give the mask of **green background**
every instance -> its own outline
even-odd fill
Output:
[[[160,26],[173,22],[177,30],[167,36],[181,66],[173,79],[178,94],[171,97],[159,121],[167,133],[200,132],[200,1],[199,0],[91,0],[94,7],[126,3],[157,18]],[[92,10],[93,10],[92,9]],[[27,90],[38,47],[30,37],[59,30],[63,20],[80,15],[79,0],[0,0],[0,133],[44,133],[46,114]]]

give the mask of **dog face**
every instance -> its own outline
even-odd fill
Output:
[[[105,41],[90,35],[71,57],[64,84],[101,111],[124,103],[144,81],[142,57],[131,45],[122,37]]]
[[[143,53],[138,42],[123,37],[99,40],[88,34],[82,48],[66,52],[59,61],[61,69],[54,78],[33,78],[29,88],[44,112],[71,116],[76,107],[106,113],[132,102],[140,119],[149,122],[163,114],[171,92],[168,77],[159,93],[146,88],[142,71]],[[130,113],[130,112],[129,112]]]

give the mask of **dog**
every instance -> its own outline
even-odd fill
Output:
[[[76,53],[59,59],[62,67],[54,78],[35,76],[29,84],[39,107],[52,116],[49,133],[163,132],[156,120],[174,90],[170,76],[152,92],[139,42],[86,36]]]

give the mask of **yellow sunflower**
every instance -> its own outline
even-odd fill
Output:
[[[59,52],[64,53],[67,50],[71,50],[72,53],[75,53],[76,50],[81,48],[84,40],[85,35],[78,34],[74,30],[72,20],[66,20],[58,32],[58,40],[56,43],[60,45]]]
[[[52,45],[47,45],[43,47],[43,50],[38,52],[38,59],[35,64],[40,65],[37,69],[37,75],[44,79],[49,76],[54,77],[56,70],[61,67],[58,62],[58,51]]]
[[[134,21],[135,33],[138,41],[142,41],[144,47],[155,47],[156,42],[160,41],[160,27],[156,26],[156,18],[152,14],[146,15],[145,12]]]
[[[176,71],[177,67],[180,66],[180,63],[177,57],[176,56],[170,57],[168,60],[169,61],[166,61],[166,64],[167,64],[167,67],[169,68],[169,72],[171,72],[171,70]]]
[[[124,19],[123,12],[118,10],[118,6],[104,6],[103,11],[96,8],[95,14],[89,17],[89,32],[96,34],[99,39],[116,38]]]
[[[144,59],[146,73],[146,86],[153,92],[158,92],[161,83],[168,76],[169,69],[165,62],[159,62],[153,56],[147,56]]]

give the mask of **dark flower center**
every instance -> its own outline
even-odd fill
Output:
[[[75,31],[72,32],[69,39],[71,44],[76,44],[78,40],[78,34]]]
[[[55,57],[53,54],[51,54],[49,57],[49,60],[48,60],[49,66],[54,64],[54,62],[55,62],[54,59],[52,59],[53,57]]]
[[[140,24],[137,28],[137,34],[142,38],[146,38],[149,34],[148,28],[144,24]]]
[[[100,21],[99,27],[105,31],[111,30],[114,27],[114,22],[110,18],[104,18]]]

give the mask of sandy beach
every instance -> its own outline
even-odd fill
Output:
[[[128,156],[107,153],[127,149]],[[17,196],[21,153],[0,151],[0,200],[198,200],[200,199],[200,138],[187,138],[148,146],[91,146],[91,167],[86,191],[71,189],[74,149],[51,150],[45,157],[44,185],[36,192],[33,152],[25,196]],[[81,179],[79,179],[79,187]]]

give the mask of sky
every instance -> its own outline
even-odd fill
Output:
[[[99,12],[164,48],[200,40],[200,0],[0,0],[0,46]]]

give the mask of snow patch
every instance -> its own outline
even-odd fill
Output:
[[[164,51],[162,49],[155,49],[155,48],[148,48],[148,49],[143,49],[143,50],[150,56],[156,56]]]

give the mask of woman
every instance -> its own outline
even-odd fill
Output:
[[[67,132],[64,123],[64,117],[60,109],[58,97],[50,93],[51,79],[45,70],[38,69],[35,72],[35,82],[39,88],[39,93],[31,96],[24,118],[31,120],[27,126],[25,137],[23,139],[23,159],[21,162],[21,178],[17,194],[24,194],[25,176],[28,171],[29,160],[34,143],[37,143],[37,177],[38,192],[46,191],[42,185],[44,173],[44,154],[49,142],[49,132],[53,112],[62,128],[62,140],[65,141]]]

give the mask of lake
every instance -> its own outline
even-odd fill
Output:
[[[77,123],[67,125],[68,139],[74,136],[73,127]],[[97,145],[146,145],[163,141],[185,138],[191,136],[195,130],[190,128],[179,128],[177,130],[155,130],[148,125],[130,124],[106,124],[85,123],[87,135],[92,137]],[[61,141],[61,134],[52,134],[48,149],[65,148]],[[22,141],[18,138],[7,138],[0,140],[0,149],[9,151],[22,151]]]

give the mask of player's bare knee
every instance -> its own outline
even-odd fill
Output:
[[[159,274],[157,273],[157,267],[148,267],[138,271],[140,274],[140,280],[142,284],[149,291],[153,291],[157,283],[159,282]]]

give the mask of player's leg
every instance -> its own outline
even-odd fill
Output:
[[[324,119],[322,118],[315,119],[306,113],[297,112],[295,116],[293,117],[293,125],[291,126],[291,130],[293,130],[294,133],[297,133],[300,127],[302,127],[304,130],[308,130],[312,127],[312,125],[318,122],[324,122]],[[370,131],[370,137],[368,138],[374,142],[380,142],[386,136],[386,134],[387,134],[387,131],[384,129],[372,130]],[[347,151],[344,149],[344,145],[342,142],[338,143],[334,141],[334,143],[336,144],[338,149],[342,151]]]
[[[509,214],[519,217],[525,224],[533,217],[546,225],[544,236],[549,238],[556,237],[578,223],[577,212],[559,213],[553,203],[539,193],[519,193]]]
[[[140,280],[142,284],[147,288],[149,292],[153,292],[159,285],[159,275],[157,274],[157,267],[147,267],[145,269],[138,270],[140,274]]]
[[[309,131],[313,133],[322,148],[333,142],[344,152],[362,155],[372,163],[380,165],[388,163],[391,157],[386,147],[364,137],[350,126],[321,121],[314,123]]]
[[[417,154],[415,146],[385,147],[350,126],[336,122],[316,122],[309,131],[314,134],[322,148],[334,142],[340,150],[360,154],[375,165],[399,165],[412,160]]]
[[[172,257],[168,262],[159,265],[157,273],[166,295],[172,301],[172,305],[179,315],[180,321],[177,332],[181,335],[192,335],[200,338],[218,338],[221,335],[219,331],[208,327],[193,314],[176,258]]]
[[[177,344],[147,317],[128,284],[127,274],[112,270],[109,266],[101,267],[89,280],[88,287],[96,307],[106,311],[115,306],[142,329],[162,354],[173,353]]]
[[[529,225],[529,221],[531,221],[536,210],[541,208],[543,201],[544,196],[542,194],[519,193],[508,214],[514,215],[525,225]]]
----
■ Task prompt ■
Rewrite all of the entries above, replacing "even-odd fill" with "nonzero fill" and leaving everything else unchanged.

■ Task response ■
give the mask of **green background**
every instance -> its own outline
nonzero fill
Output:
[[[160,26],[173,22],[177,30],[167,36],[181,66],[173,79],[178,94],[171,97],[159,121],[167,133],[200,132],[200,1],[199,0],[91,0],[94,7],[126,3],[157,18]],[[92,10],[93,10],[92,9]],[[27,90],[38,47],[30,37],[59,30],[63,20],[80,15],[79,0],[0,0],[0,133],[44,133],[46,114]]]

give the mask of **dog face**
every instance -> its own outline
nonzero fill
Output:
[[[105,41],[90,35],[71,57],[64,84],[101,111],[124,103],[144,81],[142,57],[131,45],[122,37]]]
[[[143,53],[138,42],[123,37],[99,40],[88,34],[82,48],[66,52],[59,61],[61,69],[54,78],[33,78],[29,88],[44,112],[71,116],[76,107],[106,113],[132,102],[140,119],[149,122],[163,114],[171,92],[168,77],[159,93],[146,88],[142,71]],[[130,113],[130,112],[129,112]]]

give the mask of **dog**
every instance -> its own outline
nonzero fill
Output:
[[[76,53],[59,59],[62,67],[54,78],[35,76],[29,84],[39,107],[52,116],[49,133],[163,132],[156,120],[174,90],[170,76],[152,92],[139,42],[86,36]]]

give the mask of **yellow sunflower**
every instance -> its own outline
nonzero fill
Output:
[[[59,52],[64,53],[67,50],[71,50],[72,53],[75,53],[76,50],[81,48],[84,40],[85,35],[78,34],[74,30],[72,20],[66,20],[58,32],[58,40],[56,43],[60,45]]]
[[[52,45],[47,45],[43,47],[43,50],[38,52],[38,59],[35,64],[40,65],[37,69],[37,75],[44,79],[49,76],[54,77],[56,70],[61,67],[58,62],[58,51]]]
[[[134,21],[135,33],[138,41],[142,41],[144,47],[155,47],[156,42],[160,41],[160,27],[156,26],[156,18],[152,14],[146,15],[145,12]]]
[[[176,71],[177,67],[180,66],[180,63],[177,57],[176,56],[170,57],[168,60],[169,61],[166,61],[166,64],[167,64],[167,67],[169,68],[169,72],[171,72],[171,70]]]
[[[124,19],[123,12],[118,10],[118,6],[104,6],[103,11],[96,8],[95,14],[89,17],[89,32],[96,34],[99,39],[116,38]]]
[[[144,59],[146,73],[146,86],[153,92],[158,92],[161,83],[168,76],[169,69],[165,62],[159,62],[153,56],[147,56]]]

give the mask of **dark flower center**
every instance -> its own outline
nonzero fill
Output:
[[[75,31],[72,32],[69,39],[71,44],[76,44],[78,40],[78,34]]]
[[[55,57],[53,54],[51,54],[49,57],[49,60],[48,60],[49,66],[54,64],[54,62],[55,62],[54,59],[52,59],[53,57]]]
[[[140,24],[137,28],[137,34],[142,38],[146,38],[149,34],[148,28],[144,24]]]
[[[100,21],[99,27],[105,31],[111,30],[114,27],[114,22],[110,18],[104,18]]]

give the mask of sandy beach
every instance -> its own outline
nonzero fill
Output:
[[[128,156],[107,153],[127,149]],[[17,196],[21,153],[0,151],[0,200],[198,200],[200,199],[200,138],[187,138],[148,146],[91,146],[91,167],[86,191],[71,189],[74,149],[51,150],[45,157],[44,185],[36,192],[33,152],[25,196]],[[81,179],[79,179],[79,187]]]

give the mask of sky
every instance -> its own outline
nonzero fill
Output:
[[[99,12],[164,48],[200,40],[200,0],[0,0],[0,46]]]

give the mask of snow patch
every instance -> its own outline
nonzero fill
Output:
[[[164,51],[162,49],[155,49],[155,48],[148,48],[148,49],[143,49],[143,50],[150,56],[156,56]]]

give the mask of woman
every instance -> its own outline
nonzero fill
Output:
[[[67,132],[64,123],[64,117],[60,109],[58,97],[50,93],[51,79],[45,70],[38,69],[35,72],[35,82],[39,88],[39,93],[31,96],[24,118],[31,120],[27,126],[25,137],[23,139],[23,159],[21,162],[21,178],[17,194],[24,194],[25,176],[28,171],[29,160],[34,143],[37,143],[37,177],[38,192],[46,191],[42,185],[44,173],[44,154],[49,142],[49,132],[53,112],[62,128],[62,140],[65,141]]]

give the mask of lake
every instance -> its own outline
nonzero fill
Output:
[[[77,123],[67,125],[68,139],[74,136],[73,127]],[[97,145],[146,145],[163,141],[185,138],[191,136],[195,130],[190,128],[179,128],[177,130],[155,130],[148,125],[130,124],[106,124],[85,123],[87,135],[92,137]],[[61,141],[61,134],[52,134],[48,149],[65,148]],[[22,141],[18,138],[7,138],[0,140],[0,149],[9,151],[22,151]]]

give the mask of player's bare knee
every instance -> its own outline
nonzero fill
Output:
[[[159,274],[157,273],[157,267],[148,267],[138,271],[140,274],[140,280],[142,284],[149,291],[153,291],[157,283],[159,282]]]

give the mask of player's leg
every instance -> its own outline
nonzero fill
Output:
[[[324,119],[322,118],[315,119],[306,113],[297,112],[295,116],[293,117],[293,125],[291,126],[291,130],[293,130],[294,133],[297,133],[300,127],[302,127],[304,130],[308,130],[312,127],[312,125],[318,122],[324,122]],[[370,131],[370,137],[368,138],[374,142],[380,142],[386,136],[386,134],[387,134],[387,131],[384,129],[372,130]],[[347,151],[344,149],[344,145],[342,142],[338,143],[334,141],[334,143],[336,144],[338,149],[342,151]]]
[[[509,214],[519,217],[525,224],[533,217],[546,225],[544,236],[549,238],[556,237],[578,223],[577,212],[559,213],[553,203],[539,193],[519,193]]]
[[[140,280],[142,284],[147,288],[149,292],[153,292],[159,285],[159,275],[157,274],[157,267],[147,267],[145,269],[138,270],[140,274]]]
[[[309,131],[313,133],[322,148],[333,142],[344,152],[362,155],[372,163],[380,165],[388,163],[391,157],[386,147],[364,137],[350,126],[321,121],[314,123]]]
[[[417,154],[415,146],[385,147],[350,126],[336,122],[316,122],[309,131],[314,134],[322,148],[334,142],[340,150],[360,154],[375,165],[399,165],[412,160]]]
[[[172,257],[168,262],[159,265],[157,273],[166,295],[172,301],[172,305],[179,315],[180,321],[177,332],[181,335],[192,335],[200,338],[218,338],[221,335],[219,331],[208,327],[193,314],[176,258]]]
[[[177,344],[147,317],[128,284],[127,274],[112,270],[109,266],[101,267],[89,280],[88,287],[96,307],[106,311],[115,306],[142,329],[162,354],[173,353]]]
[[[529,225],[529,221],[531,221],[536,210],[541,208],[543,201],[544,196],[542,194],[519,193],[508,214],[514,215],[525,225]]]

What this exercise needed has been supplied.